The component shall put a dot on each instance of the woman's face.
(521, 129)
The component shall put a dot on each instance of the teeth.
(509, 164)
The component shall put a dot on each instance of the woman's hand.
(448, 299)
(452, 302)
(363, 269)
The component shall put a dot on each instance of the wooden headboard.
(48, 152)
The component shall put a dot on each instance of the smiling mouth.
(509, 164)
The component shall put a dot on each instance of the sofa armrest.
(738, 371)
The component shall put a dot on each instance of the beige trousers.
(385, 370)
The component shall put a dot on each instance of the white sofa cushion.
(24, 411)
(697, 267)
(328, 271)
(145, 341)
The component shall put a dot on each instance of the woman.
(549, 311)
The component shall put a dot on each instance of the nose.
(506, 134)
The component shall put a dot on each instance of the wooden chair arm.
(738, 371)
★ ★ ★ ★ ★ ★ ★
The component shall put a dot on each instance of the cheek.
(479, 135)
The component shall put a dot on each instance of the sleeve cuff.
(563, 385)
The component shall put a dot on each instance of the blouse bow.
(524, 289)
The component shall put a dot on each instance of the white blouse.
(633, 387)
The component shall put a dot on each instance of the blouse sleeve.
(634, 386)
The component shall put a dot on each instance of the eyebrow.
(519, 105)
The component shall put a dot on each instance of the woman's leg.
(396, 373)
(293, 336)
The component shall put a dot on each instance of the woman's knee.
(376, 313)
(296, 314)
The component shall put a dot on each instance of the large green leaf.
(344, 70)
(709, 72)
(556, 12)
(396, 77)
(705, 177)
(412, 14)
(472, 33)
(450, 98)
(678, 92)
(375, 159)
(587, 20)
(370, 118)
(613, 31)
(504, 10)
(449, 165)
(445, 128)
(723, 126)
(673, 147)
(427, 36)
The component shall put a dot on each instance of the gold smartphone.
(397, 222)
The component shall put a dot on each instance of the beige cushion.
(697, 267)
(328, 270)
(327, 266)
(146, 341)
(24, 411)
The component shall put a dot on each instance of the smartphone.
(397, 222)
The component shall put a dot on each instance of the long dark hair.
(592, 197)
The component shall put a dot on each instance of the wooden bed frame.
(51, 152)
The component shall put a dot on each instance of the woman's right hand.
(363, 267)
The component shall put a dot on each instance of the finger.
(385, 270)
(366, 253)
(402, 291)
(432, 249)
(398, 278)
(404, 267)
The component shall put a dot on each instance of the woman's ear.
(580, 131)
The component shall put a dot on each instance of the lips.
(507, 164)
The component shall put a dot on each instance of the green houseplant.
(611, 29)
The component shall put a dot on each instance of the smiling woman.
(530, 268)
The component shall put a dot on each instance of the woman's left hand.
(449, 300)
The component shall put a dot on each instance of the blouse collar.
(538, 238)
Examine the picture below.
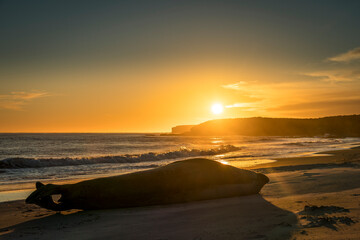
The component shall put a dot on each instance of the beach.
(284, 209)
★ ★ ★ ★ ★ ★ ★
- Exercise
From the records above, print only the lines between the one holding "of the finger." and the one holding "Examine the picture below.", inclusive, exactly as they stand.

- Your solution
The component shall put a dot on each instance of the finger.
(385, 270)
(366, 253)
(402, 291)
(432, 249)
(398, 278)
(404, 267)
The component shall put a dot on each instance of the woman's ear.
(580, 131)
The component shall put a dot on each instance of the lips.
(507, 164)
The component shall put a dot on each instance of the green houseplant.
(611, 29)
The component shall put a dot on each instance of the smiling woman.
(530, 268)
The component shall put a dot on each instance of the woman's left hand.
(449, 300)
The component shall put a dot on each instance of the blouse collar.
(538, 238)
Examine the picture below.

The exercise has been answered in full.